### To be done
How many lines in the listing below contain the string "white"? Case counts, so reply with the number alone.

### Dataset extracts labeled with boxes

---------------

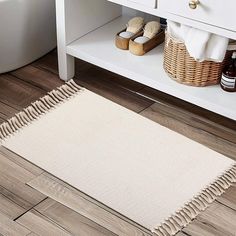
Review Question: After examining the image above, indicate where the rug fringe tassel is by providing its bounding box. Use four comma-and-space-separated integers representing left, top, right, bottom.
0, 80, 236, 236
0, 80, 83, 143
153, 164, 236, 236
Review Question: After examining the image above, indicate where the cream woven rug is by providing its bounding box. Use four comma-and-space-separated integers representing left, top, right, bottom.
0, 81, 236, 236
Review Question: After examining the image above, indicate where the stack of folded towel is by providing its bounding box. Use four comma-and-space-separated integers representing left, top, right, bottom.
167, 20, 229, 62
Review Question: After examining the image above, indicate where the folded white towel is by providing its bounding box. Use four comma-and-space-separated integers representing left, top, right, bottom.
167, 20, 229, 62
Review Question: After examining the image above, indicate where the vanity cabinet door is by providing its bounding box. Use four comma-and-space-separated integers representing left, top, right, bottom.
108, 0, 157, 8
128, 0, 157, 8
158, 0, 236, 31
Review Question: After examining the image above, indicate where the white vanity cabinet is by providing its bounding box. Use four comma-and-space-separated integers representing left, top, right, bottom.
56, 0, 236, 120
158, 0, 236, 31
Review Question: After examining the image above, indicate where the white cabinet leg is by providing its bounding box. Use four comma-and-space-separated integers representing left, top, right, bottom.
58, 51, 75, 81
56, 0, 75, 81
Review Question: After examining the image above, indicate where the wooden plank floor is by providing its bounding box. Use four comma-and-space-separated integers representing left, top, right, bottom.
0, 48, 236, 236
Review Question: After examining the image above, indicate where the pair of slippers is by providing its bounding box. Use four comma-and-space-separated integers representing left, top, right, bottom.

---------------

### Result of this task
3